──────── RECORDED DATA
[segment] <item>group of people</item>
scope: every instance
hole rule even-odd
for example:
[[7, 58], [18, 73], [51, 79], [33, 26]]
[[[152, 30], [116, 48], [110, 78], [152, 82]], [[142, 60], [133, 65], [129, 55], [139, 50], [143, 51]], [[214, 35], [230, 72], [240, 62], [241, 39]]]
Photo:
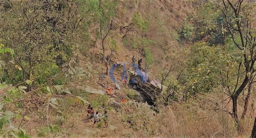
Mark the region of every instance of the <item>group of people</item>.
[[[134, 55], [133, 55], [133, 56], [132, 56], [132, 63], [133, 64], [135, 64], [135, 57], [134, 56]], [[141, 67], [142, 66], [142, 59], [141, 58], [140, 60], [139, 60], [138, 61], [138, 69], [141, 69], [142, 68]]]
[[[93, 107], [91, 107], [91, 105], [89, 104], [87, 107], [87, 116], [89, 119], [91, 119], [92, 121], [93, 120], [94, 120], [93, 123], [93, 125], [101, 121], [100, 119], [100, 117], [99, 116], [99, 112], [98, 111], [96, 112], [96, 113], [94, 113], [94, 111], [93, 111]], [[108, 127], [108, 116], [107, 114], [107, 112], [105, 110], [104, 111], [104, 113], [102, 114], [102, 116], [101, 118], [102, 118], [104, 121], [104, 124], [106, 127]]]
────────────────
──────── RECORDED DATA
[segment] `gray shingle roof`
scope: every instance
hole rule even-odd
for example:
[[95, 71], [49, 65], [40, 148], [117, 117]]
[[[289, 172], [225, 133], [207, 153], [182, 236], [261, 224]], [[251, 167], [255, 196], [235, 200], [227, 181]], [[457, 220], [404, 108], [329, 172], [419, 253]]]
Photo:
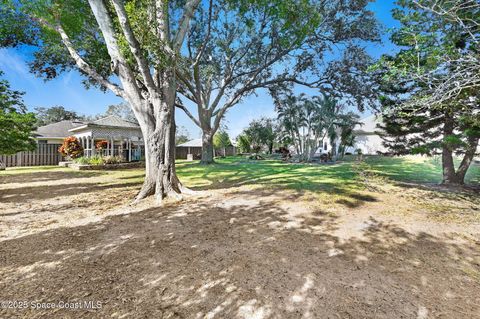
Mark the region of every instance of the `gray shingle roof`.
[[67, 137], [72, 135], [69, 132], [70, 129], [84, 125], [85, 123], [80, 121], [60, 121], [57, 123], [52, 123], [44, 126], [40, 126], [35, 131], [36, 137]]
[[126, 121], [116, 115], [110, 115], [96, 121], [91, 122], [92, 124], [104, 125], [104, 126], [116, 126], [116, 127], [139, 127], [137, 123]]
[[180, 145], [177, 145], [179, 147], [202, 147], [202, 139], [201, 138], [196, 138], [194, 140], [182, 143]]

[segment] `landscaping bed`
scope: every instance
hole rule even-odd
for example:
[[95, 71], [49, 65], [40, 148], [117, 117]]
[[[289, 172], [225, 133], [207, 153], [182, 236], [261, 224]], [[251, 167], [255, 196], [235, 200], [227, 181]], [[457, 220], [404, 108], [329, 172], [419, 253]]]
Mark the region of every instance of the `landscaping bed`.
────────────────
WHAT IS REQUIRED
Please update the material starting at the line containing "[segment] <item>group of people</item>" and ending at the line containing "Mark the region of every instance of the <item>group" by changing "group of people" to "crowd", with everything else unchanged. Leave the pictures out of your answer.

SOLUTION BELOW
[segment] <item>crowd</item>
scope: every instance
hole rule even-odd
for example:
[[7, 58], [18, 73], [51, 79], [33, 26]]
[[[152, 30], [116, 48], [110, 78], [152, 82]], [[142, 60], [133, 65], [129, 55], [139, 50], [143, 51]], [[214, 35], [230, 72], [240, 62], [241, 39]]]
Photo:
Mark the region of every instance of the <item>crowd</item>.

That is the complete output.